● Pasaje seleccionado:

El mundo feliz de Aldous Huxley, llamado París

El mundo feliz de Aldous Huxley, llamado París
Rosa María Lechuga
Cartas desde París

Cartas desde París escribe Rosa María Lechuga

Aldous Huxley en su libro “Un mundo feliz” vaticinaba un mundo disruptivo, irónico, utópico donde la humanidad es feliz de manera permanente, sin guerras ni pobreza, donde los seres humanos no conocen la represión, siempre están de buen humor, inteligentes, saludables y con un orden tecnológico a l’avant-garde.

Cuando descubrí el texto -que lo leí en una tarde escondida en el armario de mi padre- estaba muy lejos de imaginar que viviría algo parecido o por lo menos, lo más cercano.

París -y toda Francia- se convirtieron en ese escenario, donde lo dantesco pasó a ser un sublime amanecer con la flamme Olympique en medio del jardín de Tuileries.

En donde el intento de adjudicar una blasfemia fue el hazmerreír para toda una nación que se engrandeció por la alegría de los ciudadanos venidos de todo el planeta.

Desde Tuvalu, pasando por la Patagonia, China, Etiopía, Australia o Canadá.

Paris donde la magia de la ciudad del amor, se extendió a lo largo y ancho de las miles de personas en las calles, en los balcones haussmanniens, en los bares, en los restaurantes, en los jardines, en los hogares parisinos, en las ventanas, en las esquinas, en las plazas, en las bibliotecas, en los museos, en los corazones de todos y cada uno que disfrutamos este “mundo feliz”.

Sin guerras, ni conflictos, sin rivalidades, ni celos, o envidias.

Salir a la calle, era salir a “vivir” la vida, recorrer desde Nôtre Dame de Paris al unísono de las risas de los turistas y de los no turistas, hasta la Tour Eiffel bajo el cielo parisino, un camino plagado de escenarios alusivos al deporte, enmarcado por la magnanimidad de la ciudad más bella del mundo.

Un día siendo espectadora del triatlón en pleno puente Alexandre III, resguardado por los leones de Jules Dalu.

O leyendo en Les Deux Margots, « Romance sans parole » de Paul Verlaine en plena tarde veraniega al lado de la orquesta de la República checa que en pleno boulevard Saint Germain guio el baile, la fiesta y el buen humor entre los comensales pero también entre los transeúntes ataviados de los colores olímpicos.

No faltaron los sombreros en las filas de los estadios de Parc de Princes, Saint Denis, Villepinte, Lyon, Lille o Nantes. La vestimenta se convirtió en otra forma de festejar, de identificarse con el momento glorioso que se vivió en la capital francesa y aledaños.

Ya ni hablar de las banderas de todos los países, en todas sus formas: pañoletas, bolsas, en los rostros, en llaveros, en playeras, en tenis, en la decoración de uñas, pancartas, vasos, que se hicieron una, bajo la batuta de la fraternité, de la solidarité, de la liberté.

Todos fuimos hermanos sin saber al menos el nombre de la persona que abrazabas tras la victoria de Francia, Portugal, Grecia, Hungría, Corea del sur, Corea, Israel, Mali.

Las calles fueron mares de risas.

Entradas de señalamiento de objetos etiquetados:
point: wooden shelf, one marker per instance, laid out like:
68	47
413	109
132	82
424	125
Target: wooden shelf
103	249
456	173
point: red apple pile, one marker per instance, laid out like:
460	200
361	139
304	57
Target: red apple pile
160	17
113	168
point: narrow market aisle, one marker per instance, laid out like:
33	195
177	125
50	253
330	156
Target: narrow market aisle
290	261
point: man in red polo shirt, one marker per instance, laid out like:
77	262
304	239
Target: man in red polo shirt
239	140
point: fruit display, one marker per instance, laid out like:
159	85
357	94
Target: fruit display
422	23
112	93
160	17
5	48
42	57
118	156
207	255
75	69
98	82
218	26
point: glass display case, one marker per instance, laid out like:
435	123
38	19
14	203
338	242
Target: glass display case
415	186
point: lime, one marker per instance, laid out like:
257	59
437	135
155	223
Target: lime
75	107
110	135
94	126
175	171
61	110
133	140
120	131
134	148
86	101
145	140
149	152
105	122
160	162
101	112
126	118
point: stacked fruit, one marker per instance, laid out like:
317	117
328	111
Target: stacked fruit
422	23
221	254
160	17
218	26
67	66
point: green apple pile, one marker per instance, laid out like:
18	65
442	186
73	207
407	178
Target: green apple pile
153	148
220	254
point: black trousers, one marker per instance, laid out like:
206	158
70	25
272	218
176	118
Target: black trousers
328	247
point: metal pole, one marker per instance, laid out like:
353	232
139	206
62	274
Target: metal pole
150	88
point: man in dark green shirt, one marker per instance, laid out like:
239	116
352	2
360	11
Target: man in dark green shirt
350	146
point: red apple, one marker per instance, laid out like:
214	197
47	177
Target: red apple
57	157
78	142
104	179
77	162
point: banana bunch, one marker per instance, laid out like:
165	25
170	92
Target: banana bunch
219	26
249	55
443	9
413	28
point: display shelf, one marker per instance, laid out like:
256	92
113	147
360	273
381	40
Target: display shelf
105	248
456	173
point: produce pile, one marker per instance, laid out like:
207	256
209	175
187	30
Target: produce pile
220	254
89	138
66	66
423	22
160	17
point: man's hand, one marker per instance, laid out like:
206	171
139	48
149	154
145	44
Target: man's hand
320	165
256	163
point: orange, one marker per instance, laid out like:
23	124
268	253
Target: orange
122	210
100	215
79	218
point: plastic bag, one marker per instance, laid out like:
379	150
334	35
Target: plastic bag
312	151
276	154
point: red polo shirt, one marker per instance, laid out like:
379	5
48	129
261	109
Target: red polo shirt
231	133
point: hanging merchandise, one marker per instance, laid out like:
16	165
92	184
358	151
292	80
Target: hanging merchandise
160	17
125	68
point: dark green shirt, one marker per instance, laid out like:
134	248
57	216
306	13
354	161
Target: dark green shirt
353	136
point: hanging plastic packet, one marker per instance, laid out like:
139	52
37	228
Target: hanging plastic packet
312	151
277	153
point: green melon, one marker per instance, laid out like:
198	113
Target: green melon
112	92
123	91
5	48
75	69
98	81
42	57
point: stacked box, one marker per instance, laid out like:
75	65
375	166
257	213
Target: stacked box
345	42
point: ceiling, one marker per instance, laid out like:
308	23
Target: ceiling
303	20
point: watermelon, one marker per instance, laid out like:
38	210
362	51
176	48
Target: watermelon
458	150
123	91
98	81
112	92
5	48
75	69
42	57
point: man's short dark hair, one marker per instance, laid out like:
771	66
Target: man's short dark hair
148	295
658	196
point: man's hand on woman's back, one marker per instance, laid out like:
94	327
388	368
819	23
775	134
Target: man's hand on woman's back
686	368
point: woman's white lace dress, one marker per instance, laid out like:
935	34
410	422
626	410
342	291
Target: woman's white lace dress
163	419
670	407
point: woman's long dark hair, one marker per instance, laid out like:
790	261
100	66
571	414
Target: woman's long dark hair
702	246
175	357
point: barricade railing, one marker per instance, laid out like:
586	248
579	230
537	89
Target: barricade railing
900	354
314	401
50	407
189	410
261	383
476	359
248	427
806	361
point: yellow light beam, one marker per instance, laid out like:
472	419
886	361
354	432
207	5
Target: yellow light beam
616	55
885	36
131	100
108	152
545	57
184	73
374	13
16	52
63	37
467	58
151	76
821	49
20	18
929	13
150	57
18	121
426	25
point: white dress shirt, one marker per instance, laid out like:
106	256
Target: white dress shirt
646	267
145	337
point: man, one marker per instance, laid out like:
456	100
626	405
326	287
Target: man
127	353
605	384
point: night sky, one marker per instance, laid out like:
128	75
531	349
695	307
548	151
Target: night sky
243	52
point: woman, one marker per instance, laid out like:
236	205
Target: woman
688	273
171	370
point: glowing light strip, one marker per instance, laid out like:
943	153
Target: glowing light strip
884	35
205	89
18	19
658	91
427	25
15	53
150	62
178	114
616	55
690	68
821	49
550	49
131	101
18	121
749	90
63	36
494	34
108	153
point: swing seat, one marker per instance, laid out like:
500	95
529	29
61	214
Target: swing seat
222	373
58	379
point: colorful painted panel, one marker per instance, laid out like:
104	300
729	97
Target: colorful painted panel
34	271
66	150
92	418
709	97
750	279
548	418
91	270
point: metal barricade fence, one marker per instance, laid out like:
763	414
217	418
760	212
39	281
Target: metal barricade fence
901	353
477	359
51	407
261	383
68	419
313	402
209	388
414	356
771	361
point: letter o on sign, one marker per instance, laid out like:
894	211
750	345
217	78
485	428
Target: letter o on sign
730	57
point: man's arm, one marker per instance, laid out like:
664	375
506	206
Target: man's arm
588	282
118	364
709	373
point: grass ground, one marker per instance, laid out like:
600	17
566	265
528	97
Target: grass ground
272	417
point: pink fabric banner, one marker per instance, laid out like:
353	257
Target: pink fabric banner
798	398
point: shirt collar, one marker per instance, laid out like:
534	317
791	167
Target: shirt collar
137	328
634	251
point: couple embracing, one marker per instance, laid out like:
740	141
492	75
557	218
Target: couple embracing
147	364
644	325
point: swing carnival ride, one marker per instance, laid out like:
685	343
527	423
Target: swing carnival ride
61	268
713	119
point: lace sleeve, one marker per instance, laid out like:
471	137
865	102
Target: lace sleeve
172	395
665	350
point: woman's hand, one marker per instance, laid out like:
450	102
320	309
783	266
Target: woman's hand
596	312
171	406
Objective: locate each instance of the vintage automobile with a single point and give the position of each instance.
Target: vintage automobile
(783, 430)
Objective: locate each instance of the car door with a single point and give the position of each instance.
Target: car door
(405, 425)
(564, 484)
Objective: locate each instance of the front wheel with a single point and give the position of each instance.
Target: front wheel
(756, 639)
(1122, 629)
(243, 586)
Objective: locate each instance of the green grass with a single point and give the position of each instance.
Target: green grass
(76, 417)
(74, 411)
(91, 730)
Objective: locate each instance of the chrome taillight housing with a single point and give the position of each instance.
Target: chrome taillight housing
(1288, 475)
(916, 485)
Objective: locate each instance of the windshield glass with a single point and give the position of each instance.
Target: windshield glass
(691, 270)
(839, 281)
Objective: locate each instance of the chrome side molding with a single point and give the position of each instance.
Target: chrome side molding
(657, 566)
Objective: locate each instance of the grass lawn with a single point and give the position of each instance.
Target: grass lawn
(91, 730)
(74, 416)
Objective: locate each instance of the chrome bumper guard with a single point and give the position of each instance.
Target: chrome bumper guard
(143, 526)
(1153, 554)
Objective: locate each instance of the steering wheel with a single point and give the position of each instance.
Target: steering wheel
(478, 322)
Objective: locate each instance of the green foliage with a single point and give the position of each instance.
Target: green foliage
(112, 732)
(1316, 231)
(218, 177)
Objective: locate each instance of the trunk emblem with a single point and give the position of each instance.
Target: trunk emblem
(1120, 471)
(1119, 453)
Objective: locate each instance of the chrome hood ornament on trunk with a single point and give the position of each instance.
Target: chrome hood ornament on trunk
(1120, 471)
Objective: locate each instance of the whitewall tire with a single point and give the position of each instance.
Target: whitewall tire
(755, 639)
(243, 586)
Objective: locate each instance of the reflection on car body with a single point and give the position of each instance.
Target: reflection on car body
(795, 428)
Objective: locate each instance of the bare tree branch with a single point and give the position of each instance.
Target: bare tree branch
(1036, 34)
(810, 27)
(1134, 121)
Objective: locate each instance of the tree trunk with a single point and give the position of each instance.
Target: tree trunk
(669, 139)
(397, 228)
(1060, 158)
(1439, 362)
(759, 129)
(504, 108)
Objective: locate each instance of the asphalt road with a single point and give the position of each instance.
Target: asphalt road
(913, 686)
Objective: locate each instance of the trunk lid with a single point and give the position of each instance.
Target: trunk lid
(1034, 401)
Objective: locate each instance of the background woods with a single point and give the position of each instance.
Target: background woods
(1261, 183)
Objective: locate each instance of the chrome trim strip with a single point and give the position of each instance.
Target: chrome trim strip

● Conjunto de tareas:
- a) En el pasaje seleccionado, ¿en qué puente se presenció el triatlón?
- b) Extrae de los registros cada línea que contenga la cadena "molding".

● Lista de respuestas:
- a) En el puente Alexandre III.

- b)
Objective: locate each instance of the chrome side molding with a single point and give the position of each instance.
Target: chrome side molding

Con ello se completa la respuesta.